* Problem details:
Copy out every line in the records below that contains the word "near".

* Supplied material:
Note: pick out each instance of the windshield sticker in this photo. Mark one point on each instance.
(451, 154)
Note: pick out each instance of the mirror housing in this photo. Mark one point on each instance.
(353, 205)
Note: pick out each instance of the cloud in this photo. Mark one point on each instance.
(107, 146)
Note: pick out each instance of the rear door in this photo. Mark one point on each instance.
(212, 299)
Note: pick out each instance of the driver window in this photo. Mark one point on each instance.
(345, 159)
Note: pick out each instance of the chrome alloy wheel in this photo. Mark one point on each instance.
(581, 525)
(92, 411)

--

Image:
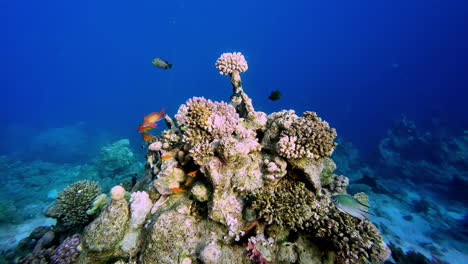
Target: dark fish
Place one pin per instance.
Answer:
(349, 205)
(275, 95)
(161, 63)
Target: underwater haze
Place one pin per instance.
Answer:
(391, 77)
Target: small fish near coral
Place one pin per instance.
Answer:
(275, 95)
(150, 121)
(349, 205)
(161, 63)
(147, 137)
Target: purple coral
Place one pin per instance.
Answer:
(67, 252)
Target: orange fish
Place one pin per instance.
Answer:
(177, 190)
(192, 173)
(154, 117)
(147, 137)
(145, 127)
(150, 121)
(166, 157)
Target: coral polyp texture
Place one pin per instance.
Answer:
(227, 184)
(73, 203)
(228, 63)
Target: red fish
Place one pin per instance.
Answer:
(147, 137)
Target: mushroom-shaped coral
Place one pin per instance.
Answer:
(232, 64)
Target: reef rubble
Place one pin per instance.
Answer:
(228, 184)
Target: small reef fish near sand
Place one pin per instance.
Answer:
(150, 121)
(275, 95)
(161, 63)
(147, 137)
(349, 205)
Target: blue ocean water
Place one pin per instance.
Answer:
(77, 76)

--

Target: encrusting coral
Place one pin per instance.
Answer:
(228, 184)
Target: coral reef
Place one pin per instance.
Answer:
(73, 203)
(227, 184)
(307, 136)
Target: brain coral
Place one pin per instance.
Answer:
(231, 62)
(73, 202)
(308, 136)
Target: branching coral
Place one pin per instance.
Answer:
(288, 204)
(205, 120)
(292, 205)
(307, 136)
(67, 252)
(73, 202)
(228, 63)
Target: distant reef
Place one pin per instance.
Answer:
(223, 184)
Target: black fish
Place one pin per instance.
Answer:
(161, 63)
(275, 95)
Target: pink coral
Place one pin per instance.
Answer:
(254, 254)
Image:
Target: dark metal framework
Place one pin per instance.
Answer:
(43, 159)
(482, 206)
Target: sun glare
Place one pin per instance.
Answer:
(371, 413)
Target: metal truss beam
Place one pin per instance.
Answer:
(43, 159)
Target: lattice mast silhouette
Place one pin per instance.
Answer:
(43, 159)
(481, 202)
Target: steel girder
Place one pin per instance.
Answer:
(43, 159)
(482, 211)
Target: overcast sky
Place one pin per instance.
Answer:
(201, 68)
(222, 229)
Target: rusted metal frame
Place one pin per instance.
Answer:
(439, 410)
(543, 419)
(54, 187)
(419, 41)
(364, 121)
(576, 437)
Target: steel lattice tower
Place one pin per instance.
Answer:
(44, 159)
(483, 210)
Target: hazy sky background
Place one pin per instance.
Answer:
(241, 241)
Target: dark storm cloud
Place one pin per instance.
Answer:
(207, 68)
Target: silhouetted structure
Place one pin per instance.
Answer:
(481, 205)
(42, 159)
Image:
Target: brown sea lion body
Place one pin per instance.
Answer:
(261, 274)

* Solved problem:
Target: small fish near coral
Target: small reef fish near sand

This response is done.